**Text passage**
•••••

[TAG] need help with grep
Benjamin A. Okopnik
ben at linuxgazette.net
Sun Jun 18 19:09:47 MSD 2006
On Sat, 17 Jun 2006 at 14:27:10 -0700, David Martin wrote:
>
> Hi Gurus,
>
> I need urgent help with grep/awk ok please, I've spent over 17hrs
> pulling my hair out over this question. I hope you can help a Linux
> newbie please.
As Thomas said, we don't normally help with homework questions - but it
sounds like you actually have put some time into this one rather than
just dumping it in our laps, which I suppose deserves some
consideration. Again, like Thomas, I'm not going to give you a direct
answer - it is, after all, supposed to be _your_ homework, and you're
supposed to ask your instructor if you just get stuck on an assignment -
but I'll be happy to give you a hint.
> My lecturer has asked me to do the following with this file, But I
> cannot get this on one line, .
I've read the specification (i.e., the question you were asked), and it
doesn't say "on one line"; it says "a single command line". Since Linux
(or, more precisely, the shell CLI) allows you to chain processes and
use statement separators, you could (theoretically) write a 100kB-long
program "on one line" - so it's not much of a problem.

•••••

**Supplied data**
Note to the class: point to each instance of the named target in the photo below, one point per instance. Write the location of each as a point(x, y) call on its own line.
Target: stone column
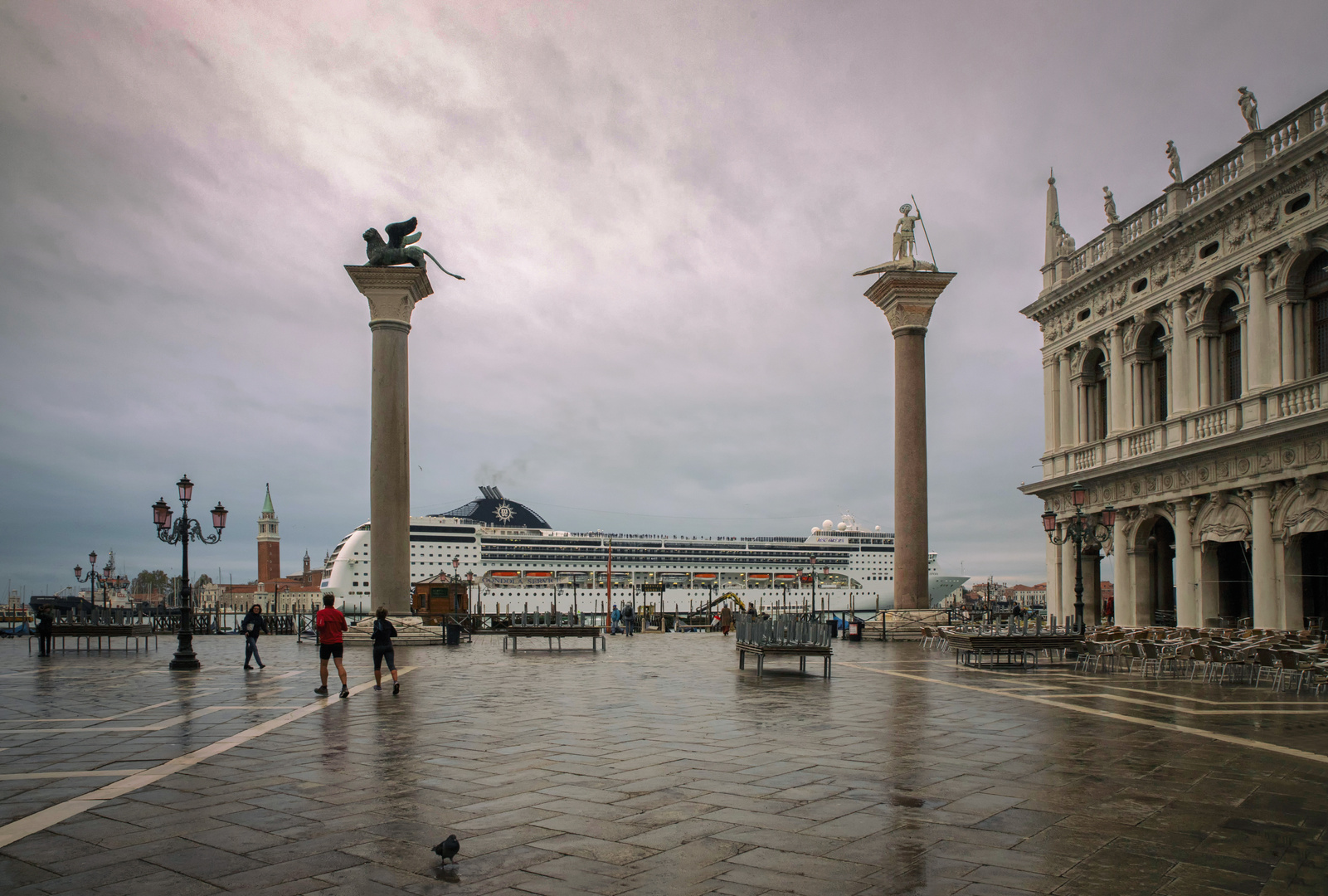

•••••

**Problems to work on**
A) In the grep thread, condense the paragraph beginning "As Thomas said" into a short list that keeps its main points.
B) Carry the grep thread on from its last sentence.

**Task results**
A)
- Homework questions normally go unanswered, but this one seems to reflect real effort, which deserves some consideration.
- No direct answer will be given, because the work is supposed to be the asker's own, and an instructor is the person to ask when stuck on an assignment.
- A hint will be offered instead.

B)
> grep -o "[[:digit:]]*[.][[:digit:]]*[.][[:digit:]]*[.][[:digit:]]*"
> httpdaccess.log > ipaddresses.log
Is there a reason that you want to use character class names instead of
explicit character classes? '[0-9]' works just as well as '[[:digit:]]'
(barring some vague mutterings about the $LANG variable, which doesn't
apply in shell-based scenarios anyway.) As well, the above expression
isn't very useful; if you're trying to match an IP, then something like
``
egrep '\<([0-9]{1,3}\.){3}[0-9]{1,3}\>'
''
Is probably much more useful. On the other hand, matching an IP has
nothing to do with the solution to the stated problem, which, I suppose,
is why I'm giving you a complete answer here. :)
> One thing I did not do was to remove duplicate entries from the
> output. I should have run this from the shell instead.
If you're trying to figure out the busiest dates, then removing
duplicate entries is definitely NOT what you want to do - at least not
initially.
What I'll do here is give you a general idea of how the task is done.
I'm assuming that you understand the available tools well enough to
implement a solution once you understand how to look at the problem (if
you don't, then you're beyond any help that I'm willing to provide.)
The task essentially comes down to creating a *frequency counter*. This
is a fairly standard programming methodology, used a lot in - ta-daa! -
log analysis. What you need is a list of unique dates, and a number of
hits for each of those dates - essentially a line count of anything that
matches them.
I've taken a look at your log (being one of the listadmins has its
privileges :), and it's nothing more than Apache's CLF (Common Log
Format) - i.e.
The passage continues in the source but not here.